-- Start of Provided material --
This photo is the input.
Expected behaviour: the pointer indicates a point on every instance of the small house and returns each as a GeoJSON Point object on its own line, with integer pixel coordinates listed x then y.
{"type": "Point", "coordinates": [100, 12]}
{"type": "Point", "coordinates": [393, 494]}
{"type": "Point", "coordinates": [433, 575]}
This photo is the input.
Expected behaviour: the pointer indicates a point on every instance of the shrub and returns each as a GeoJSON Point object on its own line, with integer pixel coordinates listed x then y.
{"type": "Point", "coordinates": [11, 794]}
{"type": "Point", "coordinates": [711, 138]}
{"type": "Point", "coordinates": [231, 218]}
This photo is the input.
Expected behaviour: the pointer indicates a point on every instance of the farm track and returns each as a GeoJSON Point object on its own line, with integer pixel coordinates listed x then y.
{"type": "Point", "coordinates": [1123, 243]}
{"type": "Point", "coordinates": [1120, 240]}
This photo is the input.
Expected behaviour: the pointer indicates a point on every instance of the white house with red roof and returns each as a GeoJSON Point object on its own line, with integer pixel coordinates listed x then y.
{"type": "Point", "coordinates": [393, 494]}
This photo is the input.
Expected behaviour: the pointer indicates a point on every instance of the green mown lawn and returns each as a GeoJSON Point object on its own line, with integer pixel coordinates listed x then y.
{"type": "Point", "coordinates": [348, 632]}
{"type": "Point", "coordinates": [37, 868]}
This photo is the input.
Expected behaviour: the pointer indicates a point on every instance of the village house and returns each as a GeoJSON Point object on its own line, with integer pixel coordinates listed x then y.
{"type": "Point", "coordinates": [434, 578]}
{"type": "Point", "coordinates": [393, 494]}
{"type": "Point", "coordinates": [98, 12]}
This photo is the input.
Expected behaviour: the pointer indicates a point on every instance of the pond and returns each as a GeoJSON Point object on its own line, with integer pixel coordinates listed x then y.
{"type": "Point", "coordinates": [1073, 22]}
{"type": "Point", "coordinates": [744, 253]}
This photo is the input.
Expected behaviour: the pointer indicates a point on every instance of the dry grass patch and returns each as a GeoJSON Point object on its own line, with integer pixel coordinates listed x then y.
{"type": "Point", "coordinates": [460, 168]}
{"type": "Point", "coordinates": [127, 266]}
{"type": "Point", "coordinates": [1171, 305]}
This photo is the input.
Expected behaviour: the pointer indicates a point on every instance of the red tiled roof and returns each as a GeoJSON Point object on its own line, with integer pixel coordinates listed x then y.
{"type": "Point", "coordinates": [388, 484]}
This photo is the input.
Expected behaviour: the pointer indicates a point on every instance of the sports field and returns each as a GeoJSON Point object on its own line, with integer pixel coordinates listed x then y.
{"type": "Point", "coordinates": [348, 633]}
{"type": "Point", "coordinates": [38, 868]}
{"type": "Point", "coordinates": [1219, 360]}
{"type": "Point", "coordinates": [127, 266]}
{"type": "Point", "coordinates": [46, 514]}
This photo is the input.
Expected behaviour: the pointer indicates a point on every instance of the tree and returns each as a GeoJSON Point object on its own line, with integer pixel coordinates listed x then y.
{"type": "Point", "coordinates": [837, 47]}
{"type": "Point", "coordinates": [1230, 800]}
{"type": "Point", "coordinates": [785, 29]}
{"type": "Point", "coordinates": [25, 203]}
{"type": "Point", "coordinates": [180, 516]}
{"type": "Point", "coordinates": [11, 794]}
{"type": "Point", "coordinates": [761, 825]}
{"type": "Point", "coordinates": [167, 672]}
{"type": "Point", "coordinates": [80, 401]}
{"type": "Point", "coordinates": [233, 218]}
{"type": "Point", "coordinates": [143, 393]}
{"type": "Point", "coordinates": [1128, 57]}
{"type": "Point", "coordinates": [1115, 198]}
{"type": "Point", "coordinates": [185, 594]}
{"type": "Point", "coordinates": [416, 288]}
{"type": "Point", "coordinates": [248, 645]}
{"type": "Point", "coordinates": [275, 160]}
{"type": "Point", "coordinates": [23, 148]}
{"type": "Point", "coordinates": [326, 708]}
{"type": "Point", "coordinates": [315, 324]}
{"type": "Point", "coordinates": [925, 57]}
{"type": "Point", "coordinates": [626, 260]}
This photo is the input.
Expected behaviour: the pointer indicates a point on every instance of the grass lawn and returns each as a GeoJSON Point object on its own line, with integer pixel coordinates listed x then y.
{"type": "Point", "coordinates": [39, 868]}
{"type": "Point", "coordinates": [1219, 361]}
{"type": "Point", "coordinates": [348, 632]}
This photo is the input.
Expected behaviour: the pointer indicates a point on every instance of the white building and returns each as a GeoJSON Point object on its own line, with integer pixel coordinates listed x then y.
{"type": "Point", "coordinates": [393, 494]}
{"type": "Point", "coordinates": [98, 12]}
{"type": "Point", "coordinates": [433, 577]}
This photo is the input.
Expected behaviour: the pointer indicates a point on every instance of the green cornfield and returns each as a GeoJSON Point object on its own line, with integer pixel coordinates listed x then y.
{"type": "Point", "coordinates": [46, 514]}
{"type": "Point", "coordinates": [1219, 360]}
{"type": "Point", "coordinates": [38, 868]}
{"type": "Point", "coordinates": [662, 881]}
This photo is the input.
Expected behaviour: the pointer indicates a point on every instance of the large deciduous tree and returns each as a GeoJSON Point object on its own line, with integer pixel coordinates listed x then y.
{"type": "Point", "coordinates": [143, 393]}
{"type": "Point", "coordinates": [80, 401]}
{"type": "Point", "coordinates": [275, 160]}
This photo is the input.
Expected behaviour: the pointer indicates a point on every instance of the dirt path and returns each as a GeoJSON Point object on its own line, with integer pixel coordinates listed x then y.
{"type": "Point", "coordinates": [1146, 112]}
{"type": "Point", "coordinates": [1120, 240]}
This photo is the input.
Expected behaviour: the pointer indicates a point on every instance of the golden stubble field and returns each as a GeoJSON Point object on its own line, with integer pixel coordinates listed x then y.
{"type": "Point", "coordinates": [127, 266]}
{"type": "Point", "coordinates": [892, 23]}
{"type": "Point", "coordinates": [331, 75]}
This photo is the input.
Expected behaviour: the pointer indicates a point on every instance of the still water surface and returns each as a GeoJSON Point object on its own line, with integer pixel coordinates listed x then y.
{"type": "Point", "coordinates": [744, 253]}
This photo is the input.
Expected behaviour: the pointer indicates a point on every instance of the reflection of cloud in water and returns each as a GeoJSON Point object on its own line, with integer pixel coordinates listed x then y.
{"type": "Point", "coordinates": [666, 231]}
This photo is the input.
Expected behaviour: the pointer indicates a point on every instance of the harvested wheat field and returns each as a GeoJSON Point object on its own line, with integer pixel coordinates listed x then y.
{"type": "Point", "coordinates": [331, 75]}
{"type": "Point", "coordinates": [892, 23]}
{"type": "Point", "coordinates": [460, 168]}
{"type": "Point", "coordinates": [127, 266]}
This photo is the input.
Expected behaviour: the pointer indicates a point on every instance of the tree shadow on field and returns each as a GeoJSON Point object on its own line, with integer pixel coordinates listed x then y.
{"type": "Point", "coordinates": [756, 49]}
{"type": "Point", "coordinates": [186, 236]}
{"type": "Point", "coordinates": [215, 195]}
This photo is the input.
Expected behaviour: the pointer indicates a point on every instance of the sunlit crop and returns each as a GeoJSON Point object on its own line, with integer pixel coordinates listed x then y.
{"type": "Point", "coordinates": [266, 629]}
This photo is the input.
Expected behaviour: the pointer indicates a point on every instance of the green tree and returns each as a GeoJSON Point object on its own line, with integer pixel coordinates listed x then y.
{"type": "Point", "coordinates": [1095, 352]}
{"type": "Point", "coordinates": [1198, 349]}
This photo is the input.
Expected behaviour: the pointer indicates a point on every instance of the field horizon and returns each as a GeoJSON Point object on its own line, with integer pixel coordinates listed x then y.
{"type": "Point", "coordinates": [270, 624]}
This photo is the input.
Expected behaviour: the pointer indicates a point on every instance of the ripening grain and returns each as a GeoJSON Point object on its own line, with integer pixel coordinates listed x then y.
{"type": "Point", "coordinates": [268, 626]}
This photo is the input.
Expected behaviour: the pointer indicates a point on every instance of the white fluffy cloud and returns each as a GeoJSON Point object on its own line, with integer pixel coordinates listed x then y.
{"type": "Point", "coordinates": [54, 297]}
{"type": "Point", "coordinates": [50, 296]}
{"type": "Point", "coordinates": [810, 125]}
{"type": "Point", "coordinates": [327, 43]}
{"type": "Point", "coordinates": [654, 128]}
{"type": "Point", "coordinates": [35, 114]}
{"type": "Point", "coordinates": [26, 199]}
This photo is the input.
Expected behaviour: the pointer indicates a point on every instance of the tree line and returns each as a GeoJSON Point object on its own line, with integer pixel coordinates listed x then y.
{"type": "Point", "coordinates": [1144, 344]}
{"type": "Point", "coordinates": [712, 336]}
-- End of Provided material --
■ **Task**:
Collect every line of the items above that contains the word "tree" and copy each one out in full.

■ **Final answer**:
Expected behaviour: the pointer indicates a point on every instance of the tree and returns each as a GeoJSON Point object on its own line, with integer pixel coordinates listed x then y.
Expected behaviour: the pointer indicates a point on every instance of the large deciduous tree and returns each as a GeoJSON Point object on its own line, with integer pixel coordinates listed x then y.
Expected behaviour: the pointer indicates a point on every instance of the tree shadow on field and returns each as a GeoJSON Point object on its own line, with integer pixel coordinates listed x then y.
Expected behaviour: the pointer indicates a point on every instance of the green tree and returns each as a GeoJSON Point object on its own line, with integer pixel coordinates listed x then y.
Expected behaviour: the pointer indicates a point on every instance of the tree line and returns each as a GeoJSON Point object on its own line, with integer pixel coordinates listed x then y.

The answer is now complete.